Problem description: Starting at the line containing "like [404, 347]." and continuing through the end of the data, rewrite those lines with "tinted" replaced by "smoked" and everything else left unchanged.

Working data:
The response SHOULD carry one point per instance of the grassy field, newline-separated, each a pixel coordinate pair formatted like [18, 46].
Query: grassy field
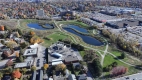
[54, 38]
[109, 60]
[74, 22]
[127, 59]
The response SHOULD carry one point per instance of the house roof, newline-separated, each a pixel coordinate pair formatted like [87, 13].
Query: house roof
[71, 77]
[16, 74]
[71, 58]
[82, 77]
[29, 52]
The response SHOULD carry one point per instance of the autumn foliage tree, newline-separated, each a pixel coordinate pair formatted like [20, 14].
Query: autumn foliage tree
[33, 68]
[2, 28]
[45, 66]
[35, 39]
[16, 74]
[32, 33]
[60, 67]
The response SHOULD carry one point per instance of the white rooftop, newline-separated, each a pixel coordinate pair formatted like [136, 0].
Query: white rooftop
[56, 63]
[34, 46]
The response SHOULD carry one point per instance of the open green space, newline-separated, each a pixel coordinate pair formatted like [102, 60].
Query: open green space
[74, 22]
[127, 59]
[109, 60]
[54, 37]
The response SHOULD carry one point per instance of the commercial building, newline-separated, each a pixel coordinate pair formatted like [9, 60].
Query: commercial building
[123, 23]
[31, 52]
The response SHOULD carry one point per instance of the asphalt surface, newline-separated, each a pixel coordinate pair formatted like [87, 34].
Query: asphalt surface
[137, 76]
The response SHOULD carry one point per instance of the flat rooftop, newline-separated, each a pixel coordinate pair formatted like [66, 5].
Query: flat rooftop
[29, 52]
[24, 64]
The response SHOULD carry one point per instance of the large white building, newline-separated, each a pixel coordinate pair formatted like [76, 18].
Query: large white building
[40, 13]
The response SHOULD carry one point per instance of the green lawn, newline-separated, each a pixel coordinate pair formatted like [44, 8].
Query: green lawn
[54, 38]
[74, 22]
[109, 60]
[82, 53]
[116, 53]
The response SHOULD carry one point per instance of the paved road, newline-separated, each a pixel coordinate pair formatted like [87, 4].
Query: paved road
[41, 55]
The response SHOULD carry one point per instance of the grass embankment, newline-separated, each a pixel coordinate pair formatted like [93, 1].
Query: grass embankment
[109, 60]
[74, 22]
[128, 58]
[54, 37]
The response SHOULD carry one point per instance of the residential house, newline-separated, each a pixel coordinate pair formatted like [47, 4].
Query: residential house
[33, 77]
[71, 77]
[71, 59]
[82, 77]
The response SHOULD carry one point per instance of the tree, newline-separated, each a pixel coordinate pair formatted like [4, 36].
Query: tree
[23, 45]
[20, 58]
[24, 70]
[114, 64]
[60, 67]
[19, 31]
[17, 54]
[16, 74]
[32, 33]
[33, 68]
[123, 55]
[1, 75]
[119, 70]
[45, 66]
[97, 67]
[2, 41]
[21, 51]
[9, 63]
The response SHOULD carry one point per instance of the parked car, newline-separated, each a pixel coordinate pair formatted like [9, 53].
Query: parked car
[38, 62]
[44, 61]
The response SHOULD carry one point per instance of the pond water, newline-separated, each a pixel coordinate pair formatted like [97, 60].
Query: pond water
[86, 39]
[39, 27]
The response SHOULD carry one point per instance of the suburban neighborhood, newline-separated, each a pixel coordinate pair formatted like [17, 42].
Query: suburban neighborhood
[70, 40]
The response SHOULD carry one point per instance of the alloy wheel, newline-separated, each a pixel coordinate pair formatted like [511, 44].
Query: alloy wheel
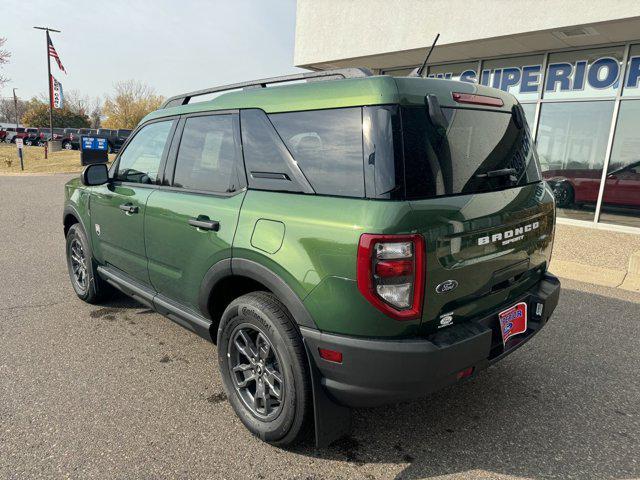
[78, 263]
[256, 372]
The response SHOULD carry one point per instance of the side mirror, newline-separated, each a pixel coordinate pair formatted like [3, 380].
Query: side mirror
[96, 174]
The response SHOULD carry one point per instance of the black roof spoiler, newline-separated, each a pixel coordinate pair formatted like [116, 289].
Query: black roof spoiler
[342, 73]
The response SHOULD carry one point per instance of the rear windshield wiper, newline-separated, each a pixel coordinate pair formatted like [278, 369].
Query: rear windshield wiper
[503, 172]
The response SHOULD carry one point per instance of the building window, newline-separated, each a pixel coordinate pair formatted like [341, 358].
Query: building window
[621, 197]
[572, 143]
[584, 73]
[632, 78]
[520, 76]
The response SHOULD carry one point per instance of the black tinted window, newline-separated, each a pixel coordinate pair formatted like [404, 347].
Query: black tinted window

Full output:
The response SHOULD carry one point per instance of the black smoked window, newline-separated, each a pixel coordinate pair formatted like [404, 347].
Query: black smoked window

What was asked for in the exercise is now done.